* [WORK REQUEST]:
Leaving the pictures aside, reproduce the data in full and word for word.

* [DATA PROVIDED]:
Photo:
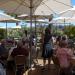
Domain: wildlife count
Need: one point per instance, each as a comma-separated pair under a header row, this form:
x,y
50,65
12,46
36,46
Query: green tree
x,y
70,31
2,33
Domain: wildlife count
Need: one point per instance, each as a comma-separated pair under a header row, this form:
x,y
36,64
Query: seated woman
x,y
19,50
64,55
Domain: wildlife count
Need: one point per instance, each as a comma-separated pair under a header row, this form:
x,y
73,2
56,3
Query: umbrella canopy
x,y
44,6
19,6
48,7
68,13
27,17
64,19
6,18
38,21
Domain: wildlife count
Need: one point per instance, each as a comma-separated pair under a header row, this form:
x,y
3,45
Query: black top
x,y
47,38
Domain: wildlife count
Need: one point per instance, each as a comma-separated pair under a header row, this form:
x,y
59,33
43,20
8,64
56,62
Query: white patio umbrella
x,y
48,7
29,6
7,19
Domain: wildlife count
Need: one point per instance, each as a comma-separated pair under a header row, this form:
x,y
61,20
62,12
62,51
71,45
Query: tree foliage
x,y
2,34
70,31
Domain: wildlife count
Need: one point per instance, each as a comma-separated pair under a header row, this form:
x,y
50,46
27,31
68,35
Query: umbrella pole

* [TASK RESPONSE]:
Photo:
Domain: wildlife count
Need: one point per instance, each as a comma-separated pair under a header row, this form:
x,y
50,65
12,46
36,46
Query: green tree
x,y
70,31
2,33
Domain: wildlife count
Need: one point per instance, each as a comma-separated pair under a header row, this form:
x,y
36,64
Query: seated woman
x,y
19,50
64,55
Domain: wildlife count
Need: one point per instance, each as a comma-separated pair under a header row, this form:
x,y
73,2
56,3
Query: umbrella canopy
x,y
44,6
19,6
48,7
68,13
27,17
64,19
6,18
38,21
Domain: wildlife count
Need: one point per instance, each as a comma-separated pair under a header row, this form:
x,y
3,45
Query: black top
x,y
47,38
Domain: wildlife count
Need: one point per instance, each as a comma-separated pair under a header row, this form:
x,y
59,33
43,20
8,64
56,62
Query: white patio umbrella
x,y
48,7
29,6
7,19
Domain: wildlife count
Need: one point per instance, each as a comma-separated pair under a header row, this form:
x,y
61,20
62,12
62,51
71,45
Query: tree foliage
x,y
2,34
70,31
Domain: wildlife count
Need: one point per instance, each as a comma-separated pair under a header row, this form:
x,y
50,46
27,31
68,35
Query: umbrella pole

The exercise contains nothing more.